Exercise details:
From the data below, extract every line from the one containing "the calm lake water" through the one containing "<point>266,373</point>", including both of those lines, and reproduce them unchanged.

Input data:
□ □ □ □ □ □ □

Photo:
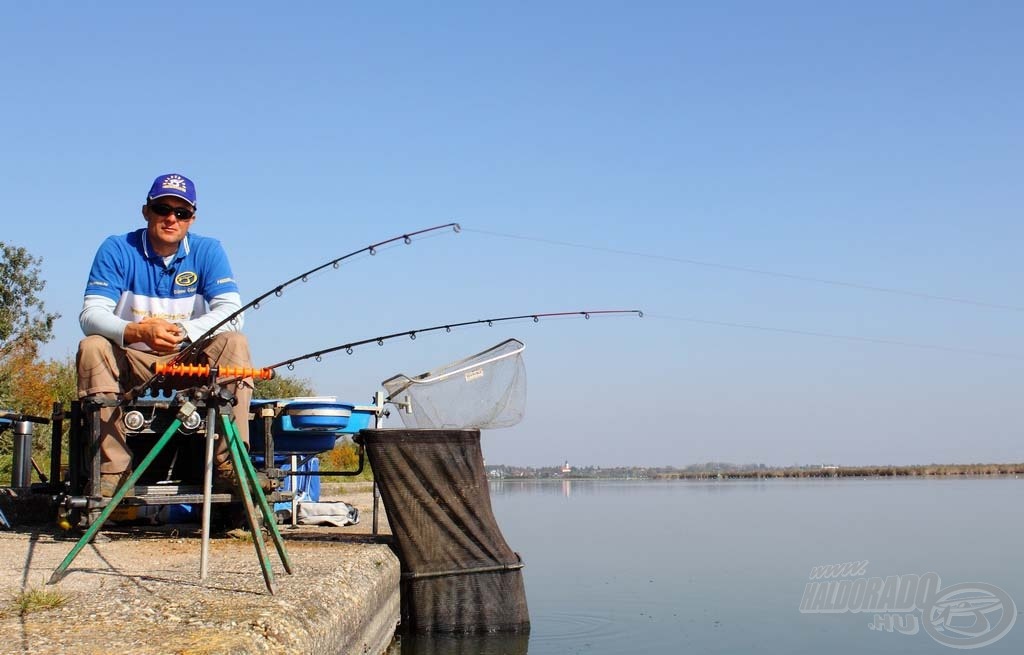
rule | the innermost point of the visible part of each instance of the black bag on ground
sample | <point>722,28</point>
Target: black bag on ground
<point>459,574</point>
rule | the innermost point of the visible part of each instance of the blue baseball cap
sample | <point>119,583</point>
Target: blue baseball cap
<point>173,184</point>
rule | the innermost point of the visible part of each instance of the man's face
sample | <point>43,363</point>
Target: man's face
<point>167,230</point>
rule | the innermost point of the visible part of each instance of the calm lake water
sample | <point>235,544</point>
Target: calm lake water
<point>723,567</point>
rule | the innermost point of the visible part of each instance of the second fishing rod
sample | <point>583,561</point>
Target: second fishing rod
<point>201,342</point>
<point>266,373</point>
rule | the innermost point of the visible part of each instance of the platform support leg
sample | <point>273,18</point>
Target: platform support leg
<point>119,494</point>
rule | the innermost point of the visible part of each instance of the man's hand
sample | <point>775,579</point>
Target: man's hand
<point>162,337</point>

□ □ □ □ □ □ □

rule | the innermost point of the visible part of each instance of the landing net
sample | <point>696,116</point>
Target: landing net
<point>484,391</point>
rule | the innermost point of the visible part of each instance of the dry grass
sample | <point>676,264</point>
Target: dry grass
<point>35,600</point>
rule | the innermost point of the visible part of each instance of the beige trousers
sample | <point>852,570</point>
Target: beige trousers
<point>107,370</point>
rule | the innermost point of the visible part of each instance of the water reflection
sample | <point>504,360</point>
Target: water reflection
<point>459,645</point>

□ □ □ □ □ □ □

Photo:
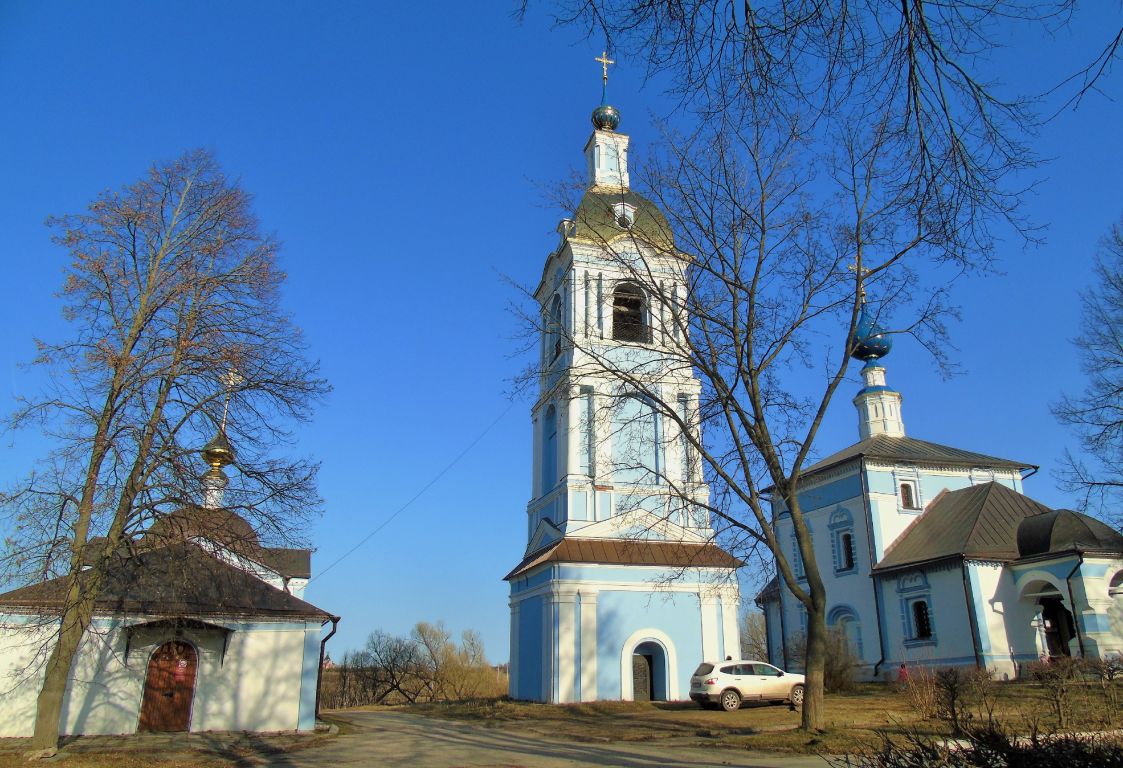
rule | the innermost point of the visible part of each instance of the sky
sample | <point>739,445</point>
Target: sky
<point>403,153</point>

□ □ □ □ □ □ □

Output for this exercise:
rule | the innermost point of the visible part of each instance of the calm lake water
sample | <point>235,544</point>
Target: calm lake water
<point>723,567</point>
rule | the innermost point of the visible part of each instance of the second fishing rod
sample | <point>583,561</point>
Target: second fishing rod
<point>201,342</point>
<point>266,373</point>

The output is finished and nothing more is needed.